> _INSTRUCTIONS TO FOLLOW_
Only the count is expected: the number of lines below that contain "vent".
#### PROVIDED DATA
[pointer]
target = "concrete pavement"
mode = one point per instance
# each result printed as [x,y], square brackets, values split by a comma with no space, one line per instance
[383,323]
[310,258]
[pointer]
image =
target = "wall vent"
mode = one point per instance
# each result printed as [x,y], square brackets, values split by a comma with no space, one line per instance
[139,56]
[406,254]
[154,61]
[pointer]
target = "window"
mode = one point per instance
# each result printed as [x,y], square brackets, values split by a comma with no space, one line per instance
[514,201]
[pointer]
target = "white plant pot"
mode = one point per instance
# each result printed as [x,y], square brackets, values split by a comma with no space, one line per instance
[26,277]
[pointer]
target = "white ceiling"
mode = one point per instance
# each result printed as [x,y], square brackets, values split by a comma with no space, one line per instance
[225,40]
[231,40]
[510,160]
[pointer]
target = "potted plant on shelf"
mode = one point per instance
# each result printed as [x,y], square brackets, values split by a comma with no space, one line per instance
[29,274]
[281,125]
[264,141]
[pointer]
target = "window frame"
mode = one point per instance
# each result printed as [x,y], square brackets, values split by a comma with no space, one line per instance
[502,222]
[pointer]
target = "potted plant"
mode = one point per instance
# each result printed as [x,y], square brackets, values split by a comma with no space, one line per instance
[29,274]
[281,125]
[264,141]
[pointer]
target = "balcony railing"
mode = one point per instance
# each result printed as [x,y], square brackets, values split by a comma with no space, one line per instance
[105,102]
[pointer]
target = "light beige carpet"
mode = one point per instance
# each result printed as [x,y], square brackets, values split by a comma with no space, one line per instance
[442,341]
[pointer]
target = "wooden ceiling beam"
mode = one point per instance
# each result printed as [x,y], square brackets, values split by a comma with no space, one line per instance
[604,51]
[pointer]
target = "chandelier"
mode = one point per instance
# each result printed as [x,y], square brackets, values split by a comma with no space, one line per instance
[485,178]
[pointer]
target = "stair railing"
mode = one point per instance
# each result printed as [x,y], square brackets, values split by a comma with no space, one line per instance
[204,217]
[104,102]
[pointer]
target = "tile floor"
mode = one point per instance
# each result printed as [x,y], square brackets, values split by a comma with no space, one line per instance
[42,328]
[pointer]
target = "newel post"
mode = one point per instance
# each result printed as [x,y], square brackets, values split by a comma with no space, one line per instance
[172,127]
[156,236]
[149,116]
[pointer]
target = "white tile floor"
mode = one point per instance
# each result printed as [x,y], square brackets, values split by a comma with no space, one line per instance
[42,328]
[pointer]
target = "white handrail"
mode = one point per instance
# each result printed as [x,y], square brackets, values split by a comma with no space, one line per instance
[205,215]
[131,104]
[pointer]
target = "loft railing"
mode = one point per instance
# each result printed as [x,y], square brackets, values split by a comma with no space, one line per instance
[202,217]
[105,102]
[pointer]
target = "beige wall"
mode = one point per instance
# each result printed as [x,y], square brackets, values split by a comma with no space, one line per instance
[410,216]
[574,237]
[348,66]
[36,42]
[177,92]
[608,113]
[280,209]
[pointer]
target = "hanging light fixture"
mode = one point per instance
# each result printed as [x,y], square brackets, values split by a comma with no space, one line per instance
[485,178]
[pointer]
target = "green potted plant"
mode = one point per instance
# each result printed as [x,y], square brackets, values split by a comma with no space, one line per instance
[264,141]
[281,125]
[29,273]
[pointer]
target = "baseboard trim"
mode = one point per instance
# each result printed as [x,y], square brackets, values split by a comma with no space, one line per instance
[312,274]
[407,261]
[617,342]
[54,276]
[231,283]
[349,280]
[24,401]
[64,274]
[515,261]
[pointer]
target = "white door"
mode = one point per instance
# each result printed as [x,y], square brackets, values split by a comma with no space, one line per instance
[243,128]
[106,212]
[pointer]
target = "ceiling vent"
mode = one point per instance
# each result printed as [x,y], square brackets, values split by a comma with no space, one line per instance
########
> _TASK OUTPUT_
2